§ **REQUIRED WORK**
Please gather every line in the records below that contains the word "drifting", and copy each line as it appears. Case counts.

§ **MATERIAL**
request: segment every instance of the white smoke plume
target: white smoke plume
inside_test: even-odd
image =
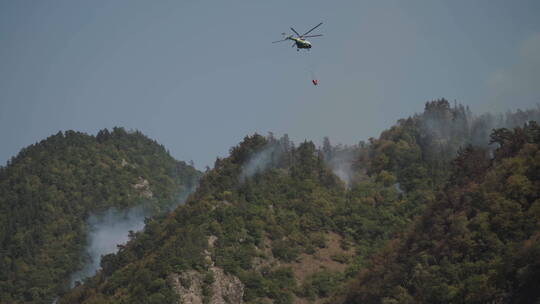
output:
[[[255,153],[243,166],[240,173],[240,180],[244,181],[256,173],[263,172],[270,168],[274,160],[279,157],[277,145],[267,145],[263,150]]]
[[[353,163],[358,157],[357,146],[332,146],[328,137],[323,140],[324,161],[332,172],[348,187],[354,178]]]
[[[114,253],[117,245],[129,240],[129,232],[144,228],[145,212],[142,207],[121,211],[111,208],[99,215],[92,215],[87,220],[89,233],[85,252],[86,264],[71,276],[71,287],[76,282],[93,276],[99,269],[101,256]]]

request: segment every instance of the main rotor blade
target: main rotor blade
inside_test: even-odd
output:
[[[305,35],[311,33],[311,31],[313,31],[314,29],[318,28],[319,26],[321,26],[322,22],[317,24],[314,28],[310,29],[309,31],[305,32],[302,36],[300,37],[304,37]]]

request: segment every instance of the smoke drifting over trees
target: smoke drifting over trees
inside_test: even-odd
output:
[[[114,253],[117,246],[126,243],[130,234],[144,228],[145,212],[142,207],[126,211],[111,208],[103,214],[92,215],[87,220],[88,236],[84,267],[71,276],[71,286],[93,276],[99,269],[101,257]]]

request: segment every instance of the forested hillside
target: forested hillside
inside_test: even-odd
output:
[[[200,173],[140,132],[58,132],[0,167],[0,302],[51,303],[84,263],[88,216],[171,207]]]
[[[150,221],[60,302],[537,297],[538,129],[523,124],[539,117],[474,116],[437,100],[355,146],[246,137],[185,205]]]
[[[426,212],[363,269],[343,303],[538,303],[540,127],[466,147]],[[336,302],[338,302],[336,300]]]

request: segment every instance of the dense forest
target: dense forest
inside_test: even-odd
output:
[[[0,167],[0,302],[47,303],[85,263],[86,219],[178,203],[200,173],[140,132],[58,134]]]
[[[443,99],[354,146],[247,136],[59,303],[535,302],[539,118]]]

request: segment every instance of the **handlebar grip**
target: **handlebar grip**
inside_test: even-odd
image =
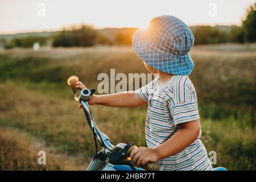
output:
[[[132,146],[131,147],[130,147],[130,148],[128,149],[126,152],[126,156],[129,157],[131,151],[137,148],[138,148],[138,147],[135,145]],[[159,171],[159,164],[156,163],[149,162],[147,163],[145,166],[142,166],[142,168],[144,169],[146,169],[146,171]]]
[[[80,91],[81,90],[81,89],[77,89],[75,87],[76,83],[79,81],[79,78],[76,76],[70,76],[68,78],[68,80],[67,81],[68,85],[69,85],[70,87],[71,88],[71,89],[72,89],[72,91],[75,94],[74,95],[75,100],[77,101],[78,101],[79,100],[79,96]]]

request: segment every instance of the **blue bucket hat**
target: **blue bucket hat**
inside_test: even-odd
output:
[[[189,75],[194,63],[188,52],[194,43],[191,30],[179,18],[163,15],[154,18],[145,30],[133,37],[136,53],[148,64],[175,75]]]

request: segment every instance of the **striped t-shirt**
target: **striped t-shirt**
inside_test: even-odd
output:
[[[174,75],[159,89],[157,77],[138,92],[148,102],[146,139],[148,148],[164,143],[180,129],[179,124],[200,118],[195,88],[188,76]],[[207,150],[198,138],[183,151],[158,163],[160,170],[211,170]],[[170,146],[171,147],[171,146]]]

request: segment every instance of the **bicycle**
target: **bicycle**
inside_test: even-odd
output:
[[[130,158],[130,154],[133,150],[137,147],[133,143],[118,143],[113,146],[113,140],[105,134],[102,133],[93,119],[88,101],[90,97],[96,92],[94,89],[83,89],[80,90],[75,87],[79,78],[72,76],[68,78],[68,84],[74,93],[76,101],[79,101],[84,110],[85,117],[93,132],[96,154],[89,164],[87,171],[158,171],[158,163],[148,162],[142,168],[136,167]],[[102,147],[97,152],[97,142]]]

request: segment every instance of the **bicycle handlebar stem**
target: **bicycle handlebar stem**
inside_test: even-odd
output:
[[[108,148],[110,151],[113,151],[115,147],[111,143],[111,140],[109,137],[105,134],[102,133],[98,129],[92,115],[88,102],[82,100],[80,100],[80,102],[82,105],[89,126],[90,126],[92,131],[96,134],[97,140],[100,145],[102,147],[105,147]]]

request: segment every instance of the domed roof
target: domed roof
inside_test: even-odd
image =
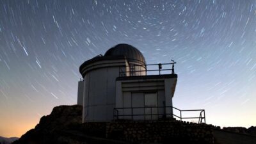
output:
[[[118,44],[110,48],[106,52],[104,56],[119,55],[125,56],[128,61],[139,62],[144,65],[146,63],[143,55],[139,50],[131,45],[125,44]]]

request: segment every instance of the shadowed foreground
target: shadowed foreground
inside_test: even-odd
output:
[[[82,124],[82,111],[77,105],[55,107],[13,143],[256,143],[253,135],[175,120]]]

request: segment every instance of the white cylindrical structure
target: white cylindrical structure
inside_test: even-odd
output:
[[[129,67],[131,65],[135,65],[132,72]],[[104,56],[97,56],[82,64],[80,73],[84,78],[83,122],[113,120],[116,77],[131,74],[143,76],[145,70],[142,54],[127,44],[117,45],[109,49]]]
==
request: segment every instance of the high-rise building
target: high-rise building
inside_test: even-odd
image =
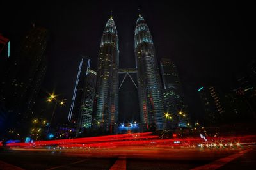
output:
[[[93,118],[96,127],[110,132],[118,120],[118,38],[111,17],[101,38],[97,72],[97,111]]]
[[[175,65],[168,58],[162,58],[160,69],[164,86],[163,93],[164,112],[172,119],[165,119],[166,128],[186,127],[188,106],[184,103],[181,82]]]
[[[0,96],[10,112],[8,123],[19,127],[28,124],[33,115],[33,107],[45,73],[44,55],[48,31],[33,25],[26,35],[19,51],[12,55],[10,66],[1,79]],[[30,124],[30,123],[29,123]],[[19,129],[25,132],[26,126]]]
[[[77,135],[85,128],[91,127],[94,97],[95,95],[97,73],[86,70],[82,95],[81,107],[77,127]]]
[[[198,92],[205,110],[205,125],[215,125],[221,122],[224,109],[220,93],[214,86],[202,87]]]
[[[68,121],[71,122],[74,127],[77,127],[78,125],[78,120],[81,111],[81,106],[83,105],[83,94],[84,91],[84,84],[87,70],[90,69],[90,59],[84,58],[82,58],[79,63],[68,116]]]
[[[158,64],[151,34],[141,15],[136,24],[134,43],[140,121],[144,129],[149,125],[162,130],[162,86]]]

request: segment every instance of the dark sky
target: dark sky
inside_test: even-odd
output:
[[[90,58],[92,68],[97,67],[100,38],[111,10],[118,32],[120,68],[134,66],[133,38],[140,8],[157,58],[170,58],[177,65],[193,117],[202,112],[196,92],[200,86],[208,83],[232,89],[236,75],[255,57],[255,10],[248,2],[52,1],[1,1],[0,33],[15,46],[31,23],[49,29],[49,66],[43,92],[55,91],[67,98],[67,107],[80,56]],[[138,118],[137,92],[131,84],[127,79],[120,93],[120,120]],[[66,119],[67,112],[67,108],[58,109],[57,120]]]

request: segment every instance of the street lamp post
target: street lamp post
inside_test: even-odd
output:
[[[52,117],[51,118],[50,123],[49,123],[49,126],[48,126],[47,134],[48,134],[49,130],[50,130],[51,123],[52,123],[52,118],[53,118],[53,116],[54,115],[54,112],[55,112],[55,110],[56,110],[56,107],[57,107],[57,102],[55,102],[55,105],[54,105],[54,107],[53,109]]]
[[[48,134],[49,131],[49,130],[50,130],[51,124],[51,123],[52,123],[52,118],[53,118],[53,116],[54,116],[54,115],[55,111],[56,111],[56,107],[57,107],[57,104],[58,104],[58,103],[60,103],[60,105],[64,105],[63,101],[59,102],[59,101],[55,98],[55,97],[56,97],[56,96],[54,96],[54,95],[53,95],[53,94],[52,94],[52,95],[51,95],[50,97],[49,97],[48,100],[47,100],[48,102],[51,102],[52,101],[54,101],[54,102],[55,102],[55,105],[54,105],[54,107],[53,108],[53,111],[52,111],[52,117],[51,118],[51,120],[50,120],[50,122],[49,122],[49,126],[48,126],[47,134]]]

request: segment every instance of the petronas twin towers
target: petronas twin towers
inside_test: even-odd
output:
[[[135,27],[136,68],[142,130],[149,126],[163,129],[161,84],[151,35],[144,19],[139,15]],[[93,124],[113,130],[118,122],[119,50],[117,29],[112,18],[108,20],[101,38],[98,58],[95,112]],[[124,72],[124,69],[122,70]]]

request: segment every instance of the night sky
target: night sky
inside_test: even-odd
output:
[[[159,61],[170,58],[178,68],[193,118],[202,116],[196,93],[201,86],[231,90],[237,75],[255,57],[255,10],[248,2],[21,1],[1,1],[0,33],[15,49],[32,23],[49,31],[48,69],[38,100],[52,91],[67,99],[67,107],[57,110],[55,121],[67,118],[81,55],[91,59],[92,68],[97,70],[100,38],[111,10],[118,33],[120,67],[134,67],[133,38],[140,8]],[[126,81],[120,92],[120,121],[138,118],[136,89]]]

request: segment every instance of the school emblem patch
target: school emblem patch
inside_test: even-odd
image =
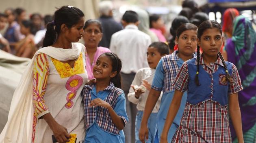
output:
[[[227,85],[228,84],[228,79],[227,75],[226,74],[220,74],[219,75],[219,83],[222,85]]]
* * *
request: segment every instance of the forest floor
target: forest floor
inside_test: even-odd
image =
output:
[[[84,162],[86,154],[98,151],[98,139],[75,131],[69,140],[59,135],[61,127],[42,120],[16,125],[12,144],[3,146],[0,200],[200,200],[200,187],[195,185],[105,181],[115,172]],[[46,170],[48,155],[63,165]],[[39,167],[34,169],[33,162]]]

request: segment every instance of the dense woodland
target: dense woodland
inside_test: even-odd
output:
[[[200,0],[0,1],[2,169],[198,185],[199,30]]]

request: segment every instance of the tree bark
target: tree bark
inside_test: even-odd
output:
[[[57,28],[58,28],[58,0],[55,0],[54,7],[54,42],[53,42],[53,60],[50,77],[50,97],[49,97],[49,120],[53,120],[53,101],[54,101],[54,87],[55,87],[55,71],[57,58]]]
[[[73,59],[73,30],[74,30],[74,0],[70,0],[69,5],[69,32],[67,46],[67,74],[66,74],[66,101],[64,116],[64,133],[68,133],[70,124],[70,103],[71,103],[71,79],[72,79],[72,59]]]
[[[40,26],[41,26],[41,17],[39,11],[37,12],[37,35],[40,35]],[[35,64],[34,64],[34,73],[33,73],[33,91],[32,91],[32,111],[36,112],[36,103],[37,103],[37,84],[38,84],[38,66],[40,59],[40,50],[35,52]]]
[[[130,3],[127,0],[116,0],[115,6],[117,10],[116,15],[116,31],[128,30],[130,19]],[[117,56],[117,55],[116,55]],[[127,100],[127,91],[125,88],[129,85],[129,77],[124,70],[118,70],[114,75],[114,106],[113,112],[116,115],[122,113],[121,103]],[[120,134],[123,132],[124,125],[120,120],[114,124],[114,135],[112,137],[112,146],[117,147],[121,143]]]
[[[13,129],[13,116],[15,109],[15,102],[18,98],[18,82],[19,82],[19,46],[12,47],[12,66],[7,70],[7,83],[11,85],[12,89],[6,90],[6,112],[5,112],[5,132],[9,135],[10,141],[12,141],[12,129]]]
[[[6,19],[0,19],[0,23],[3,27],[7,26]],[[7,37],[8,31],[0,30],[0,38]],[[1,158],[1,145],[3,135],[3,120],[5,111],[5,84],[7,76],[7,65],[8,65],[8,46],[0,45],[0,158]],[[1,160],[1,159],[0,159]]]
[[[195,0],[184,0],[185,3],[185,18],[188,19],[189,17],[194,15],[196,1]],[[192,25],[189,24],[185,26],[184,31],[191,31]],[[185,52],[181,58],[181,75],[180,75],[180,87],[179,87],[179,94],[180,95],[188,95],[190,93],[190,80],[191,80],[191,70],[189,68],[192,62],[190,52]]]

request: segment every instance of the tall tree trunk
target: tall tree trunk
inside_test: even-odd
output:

§ **FULL OUTPUT**
request: segment every instance of the smoke drifting over trees
target: smoke drifting over trees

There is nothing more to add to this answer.